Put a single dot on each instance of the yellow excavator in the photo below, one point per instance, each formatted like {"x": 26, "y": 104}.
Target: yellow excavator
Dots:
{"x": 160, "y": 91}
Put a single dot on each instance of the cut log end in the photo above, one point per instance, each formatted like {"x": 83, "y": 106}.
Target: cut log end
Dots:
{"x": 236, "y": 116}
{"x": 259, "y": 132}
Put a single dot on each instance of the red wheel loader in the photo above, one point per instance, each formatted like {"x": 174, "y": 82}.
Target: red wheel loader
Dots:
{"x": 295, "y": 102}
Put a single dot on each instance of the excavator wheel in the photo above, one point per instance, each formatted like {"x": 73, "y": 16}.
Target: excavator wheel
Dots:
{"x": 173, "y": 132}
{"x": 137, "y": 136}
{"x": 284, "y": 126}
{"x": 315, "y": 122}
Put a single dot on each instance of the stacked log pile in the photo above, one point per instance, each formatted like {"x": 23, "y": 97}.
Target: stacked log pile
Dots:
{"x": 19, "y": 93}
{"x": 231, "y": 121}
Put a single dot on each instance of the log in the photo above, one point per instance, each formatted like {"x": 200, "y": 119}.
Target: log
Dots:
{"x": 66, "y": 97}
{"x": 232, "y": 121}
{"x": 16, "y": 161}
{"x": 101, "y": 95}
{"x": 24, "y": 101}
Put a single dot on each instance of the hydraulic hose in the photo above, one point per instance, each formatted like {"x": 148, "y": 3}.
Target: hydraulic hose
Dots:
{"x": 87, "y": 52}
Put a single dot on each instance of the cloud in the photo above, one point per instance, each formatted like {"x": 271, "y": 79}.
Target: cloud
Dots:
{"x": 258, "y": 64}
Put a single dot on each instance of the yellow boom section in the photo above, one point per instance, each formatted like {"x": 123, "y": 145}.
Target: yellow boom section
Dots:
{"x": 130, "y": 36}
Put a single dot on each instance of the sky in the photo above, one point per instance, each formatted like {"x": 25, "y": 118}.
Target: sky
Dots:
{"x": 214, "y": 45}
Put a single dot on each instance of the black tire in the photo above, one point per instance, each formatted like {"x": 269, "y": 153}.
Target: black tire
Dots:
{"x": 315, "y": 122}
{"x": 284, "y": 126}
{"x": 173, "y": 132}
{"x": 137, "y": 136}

::::::::::

What is being asked:
Rewrite the records from the line with "Put a single dot on each instance of the sky" through the end of the records, changing "Dots" to "Points" and leaving everything else as it is.

Response below:
Put a single dot on each instance of the sky in the photo above, one point per instance, each formatted like {"x": 25, "y": 118}.
Target: sky
Points:
{"x": 214, "y": 45}
Put a single dot on each instance of the black tire in the photo above, one point per instance, each formatted like {"x": 269, "y": 153}.
Target: black tire
Points:
{"x": 315, "y": 122}
{"x": 284, "y": 126}
{"x": 173, "y": 132}
{"x": 137, "y": 136}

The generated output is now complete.